-- Begin TEXT SHOWN --
Date: Tue, 18 Dec 2012 08:17:36 -0800

On 12/18/2012 07:46 AM, John W. Eaton wrote:
> On 17-Dec-2012, Michael Goffioul wrote:
>
> | On Mon, Dec 17, 2012 at 5:43 PM, Rik <address@hidden> wrote:
> | 
> |     12/17/12
> |    
> |     John,
> |    
> |     I have an octave_value that is the input to a DEFUN function.  I have
> |     verified that the object is in fact of class "octave_java".  Is there an
> |     easy way to interpret the octave_value as being of class octave_java and
> |     calling a method from the octave_java class?
> |    
> |     Or is the real, but longer way, to declare a new function in ov-base.h
> |     that
> |     performs the interpretation.  And then in the DEFUN function I need to
> |     declare a new instance of the octave_java class.
-- End TEXT SHOWN --
### REQUIRED WORK
1. Retype the part of the email between "On 12/18/2012 07:46" and "the octave_java class?", inclusive.
2. Translate this sentence from the email into Spanish: "I have an octave_value that is the input to a DEFUN function."
-- Begin DATA EXTRACT --
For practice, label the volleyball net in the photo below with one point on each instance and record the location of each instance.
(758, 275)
-- End DATA EXTRACT --
-- Begin DATA EXTRACT --
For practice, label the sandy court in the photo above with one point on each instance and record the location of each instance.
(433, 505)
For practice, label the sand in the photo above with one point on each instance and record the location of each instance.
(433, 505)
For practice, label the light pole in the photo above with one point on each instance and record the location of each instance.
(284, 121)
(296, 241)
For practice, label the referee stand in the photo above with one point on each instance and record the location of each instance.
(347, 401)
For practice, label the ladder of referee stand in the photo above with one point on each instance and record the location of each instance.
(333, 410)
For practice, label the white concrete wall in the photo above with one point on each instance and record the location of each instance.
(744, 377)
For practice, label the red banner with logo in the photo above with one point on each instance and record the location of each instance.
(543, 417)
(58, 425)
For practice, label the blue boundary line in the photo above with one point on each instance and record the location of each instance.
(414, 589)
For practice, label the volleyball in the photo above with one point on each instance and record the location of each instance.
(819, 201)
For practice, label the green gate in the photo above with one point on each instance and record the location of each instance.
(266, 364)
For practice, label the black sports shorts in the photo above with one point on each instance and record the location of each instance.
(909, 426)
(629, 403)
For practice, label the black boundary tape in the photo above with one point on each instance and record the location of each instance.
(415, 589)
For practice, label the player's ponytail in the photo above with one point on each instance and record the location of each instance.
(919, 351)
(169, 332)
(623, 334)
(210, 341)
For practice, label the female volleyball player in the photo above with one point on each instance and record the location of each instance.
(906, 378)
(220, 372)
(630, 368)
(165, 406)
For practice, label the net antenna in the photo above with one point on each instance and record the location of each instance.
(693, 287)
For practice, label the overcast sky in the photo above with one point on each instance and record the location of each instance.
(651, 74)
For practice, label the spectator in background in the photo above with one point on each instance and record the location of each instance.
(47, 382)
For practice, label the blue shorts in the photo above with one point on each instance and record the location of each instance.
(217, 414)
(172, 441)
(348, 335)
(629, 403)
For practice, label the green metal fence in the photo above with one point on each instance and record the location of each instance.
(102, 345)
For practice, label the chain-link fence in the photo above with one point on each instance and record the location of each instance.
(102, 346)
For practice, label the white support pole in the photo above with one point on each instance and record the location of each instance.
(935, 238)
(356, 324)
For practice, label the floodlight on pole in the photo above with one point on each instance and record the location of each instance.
-- End DATA EXTRACT --
### OUTPUTS BY TASK
1.
On 12/18/2012 07:46 AM, John W. Eaton wrote:
> On 17-Dec-2012, Michael Goffioul wrote:
>
> | On Mon, Dec 17, 2012 at 5:43 PM, Rik <address@hidden> wrote:
> | 
> |     12/17/12
> |    
> |     John,
> |    
> |     I have an octave_value that is the input to a DEFUN function.  I have
> |     verified that the object is in fact of class "octave_java".  Is there an
> |     easy way to interpret the octave_value as being of class octave_java and
> |     calling a method from the octave_java class?

2. Tengo un octave_value que es la entrada de una función DEFUN.